### [Data]

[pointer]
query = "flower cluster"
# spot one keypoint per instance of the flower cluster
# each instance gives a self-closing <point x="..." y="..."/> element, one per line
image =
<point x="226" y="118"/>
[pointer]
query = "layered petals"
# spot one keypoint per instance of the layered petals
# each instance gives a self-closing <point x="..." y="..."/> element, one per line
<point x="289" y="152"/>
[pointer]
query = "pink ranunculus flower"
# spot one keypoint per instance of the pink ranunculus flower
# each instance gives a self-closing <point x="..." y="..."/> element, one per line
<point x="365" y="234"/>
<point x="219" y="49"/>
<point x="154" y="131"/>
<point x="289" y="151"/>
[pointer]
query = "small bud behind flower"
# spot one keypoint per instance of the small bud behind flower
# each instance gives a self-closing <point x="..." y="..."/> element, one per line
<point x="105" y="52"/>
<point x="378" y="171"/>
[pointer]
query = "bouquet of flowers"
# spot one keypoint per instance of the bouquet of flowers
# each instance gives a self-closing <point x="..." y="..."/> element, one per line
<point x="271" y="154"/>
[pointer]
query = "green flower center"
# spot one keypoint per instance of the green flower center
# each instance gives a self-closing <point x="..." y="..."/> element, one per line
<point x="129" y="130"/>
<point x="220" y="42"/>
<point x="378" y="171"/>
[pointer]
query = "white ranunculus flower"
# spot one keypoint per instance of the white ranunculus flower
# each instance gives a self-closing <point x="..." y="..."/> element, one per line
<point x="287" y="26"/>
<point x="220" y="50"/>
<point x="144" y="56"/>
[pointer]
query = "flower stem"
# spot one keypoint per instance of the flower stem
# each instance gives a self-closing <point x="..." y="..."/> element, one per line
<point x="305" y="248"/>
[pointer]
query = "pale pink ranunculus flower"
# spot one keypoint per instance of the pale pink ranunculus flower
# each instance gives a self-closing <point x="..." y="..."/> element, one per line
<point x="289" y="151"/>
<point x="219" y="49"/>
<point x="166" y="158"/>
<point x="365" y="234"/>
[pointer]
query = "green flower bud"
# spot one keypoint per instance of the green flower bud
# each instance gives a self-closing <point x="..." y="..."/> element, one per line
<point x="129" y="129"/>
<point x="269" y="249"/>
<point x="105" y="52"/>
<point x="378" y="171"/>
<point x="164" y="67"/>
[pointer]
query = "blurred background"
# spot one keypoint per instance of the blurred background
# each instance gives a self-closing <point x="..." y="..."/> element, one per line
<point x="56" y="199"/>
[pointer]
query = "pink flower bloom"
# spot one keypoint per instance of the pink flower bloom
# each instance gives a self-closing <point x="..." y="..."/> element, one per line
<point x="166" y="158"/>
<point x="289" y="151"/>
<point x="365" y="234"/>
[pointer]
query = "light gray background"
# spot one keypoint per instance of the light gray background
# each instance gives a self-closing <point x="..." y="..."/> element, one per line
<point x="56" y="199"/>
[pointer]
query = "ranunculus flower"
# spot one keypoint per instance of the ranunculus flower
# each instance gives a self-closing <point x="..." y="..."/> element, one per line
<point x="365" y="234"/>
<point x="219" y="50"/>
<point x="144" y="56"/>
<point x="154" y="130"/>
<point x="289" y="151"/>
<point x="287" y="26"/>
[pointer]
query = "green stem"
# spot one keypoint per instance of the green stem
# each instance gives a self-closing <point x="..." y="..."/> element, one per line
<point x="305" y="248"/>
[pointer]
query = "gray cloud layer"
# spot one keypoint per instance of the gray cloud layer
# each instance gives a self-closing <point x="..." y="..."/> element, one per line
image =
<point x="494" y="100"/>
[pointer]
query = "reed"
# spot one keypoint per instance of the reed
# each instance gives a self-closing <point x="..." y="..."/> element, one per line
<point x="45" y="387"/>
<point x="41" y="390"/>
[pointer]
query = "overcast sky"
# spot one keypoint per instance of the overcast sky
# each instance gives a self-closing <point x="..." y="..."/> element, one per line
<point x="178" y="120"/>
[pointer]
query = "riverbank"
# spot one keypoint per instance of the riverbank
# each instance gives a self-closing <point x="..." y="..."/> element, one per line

### [Your goal]
The full set of entries must be restated exactly, with none omitted.

### [Response]
[pointer]
query = "flower cluster"
# spot one keypoint per instance of the flower cluster
# each instance gives a self-closing <point x="..." y="..."/> element, one per line
image =
<point x="226" y="118"/>
[pointer]
query = "layered petals"
# spot one keypoint per instance of the layered petals
# each instance gives a self-closing <point x="..." y="..."/> element, one per line
<point x="289" y="152"/>
[pointer]
query = "pink ranunculus flower"
# spot one keypoint per instance of the pink ranunculus flower
# each instance gives a self-closing <point x="..." y="..."/> element, one per line
<point x="365" y="234"/>
<point x="219" y="49"/>
<point x="154" y="131"/>
<point x="289" y="151"/>
[pointer]
query = "small bud behind flower"
# spot one keypoint per instance of the small bud behind flower
# each instance gives a self-closing <point x="..." y="..."/> element, one per line
<point x="105" y="52"/>
<point x="378" y="171"/>
[pointer]
query = "bouquet of flowers"
# spot one keypoint per instance of the bouquet of flowers
# each instance gives a self-closing <point x="..." y="..."/> element, one per line
<point x="271" y="154"/>
[pointer]
query = "green flower center"
# spot one keypoint per instance of the green flower center
# each instance gives a self-closing <point x="..." y="..."/> element, one per line
<point x="129" y="130"/>
<point x="220" y="42"/>
<point x="378" y="171"/>
[pointer]
query = "white ranunculus flower"
# spot one keypoint per instance of the white ranunculus flower
# each instance gives a self-closing <point x="..." y="..."/> element, one per line
<point x="287" y="26"/>
<point x="220" y="50"/>
<point x="144" y="56"/>
[pointer]
query = "flower stem"
# spot one keypoint per instance of the flower stem
# each instance gives a self-closing <point x="..." y="..."/> element, one per line
<point x="305" y="248"/>
[pointer]
query = "pale pink ranunculus flower"
# spot one keypoint per instance of the pale pink ranunculus flower
# each instance gives a self-closing <point x="..." y="..."/> element, one per line
<point x="289" y="151"/>
<point x="219" y="49"/>
<point x="166" y="158"/>
<point x="365" y="234"/>
[pointer]
query = "green flower bud"
# spot one keypoint per instance of the green flower bud
# each instance gives a self-closing <point x="..." y="..."/> element, one per line
<point x="129" y="129"/>
<point x="269" y="249"/>
<point x="105" y="52"/>
<point x="378" y="171"/>
<point x="164" y="67"/>
[pointer]
query = "blurred background"
# spot one keypoint per instance of the blurred background
# each instance gives a self-closing <point x="..." y="..."/> element, one per line
<point x="56" y="199"/>
[pointer]
query = "pink flower bloom"
# spot one keypoint per instance of the pink flower bloom
# each instance gives a self-closing <point x="..." y="..."/> element, one per line
<point x="166" y="158"/>
<point x="289" y="151"/>
<point x="365" y="234"/>
[pointer]
query = "light gray background"
# spot one keypoint per instance of the light gray background
# each instance gives a self-closing <point x="..." y="..."/> element, one per line
<point x="56" y="199"/>
[pointer]
query = "ranunculus flower"
# spot one keypoint per instance of the ranunculus flower
# each instance gives a self-closing <point x="..." y="..."/> element, one per line
<point x="365" y="234"/>
<point x="219" y="50"/>
<point x="144" y="56"/>
<point x="154" y="130"/>
<point x="289" y="151"/>
<point x="287" y="26"/>
[pointer]
query = "green stem"
# spot one keypoint per instance of the green stem
# each instance gives a self-closing <point x="..." y="..."/> element, one per line
<point x="305" y="248"/>
[pointer]
query = "gray cloud layer"
# spot one keypoint per instance of the gray cloud layer
# each instance gives a self-closing <point x="..." y="..."/> element, one per line
image =
<point x="494" y="100"/>
[pointer]
query = "reed"
# spot one keypoint per instance of the reed
# each instance gives a self-closing <point x="..." y="..."/> element, one per line
<point x="45" y="387"/>
<point x="41" y="390"/>
[pointer]
query = "overcast sky"
# spot one keypoint per instance of the overcast sky
# each instance gives a self-closing <point x="..." y="..."/> element, one per line
<point x="178" y="120"/>
[pointer]
query = "riverbank"
# spot one keypoint per instance of the riverbank
# each instance gives a self-closing <point x="..." y="..."/> element, one per line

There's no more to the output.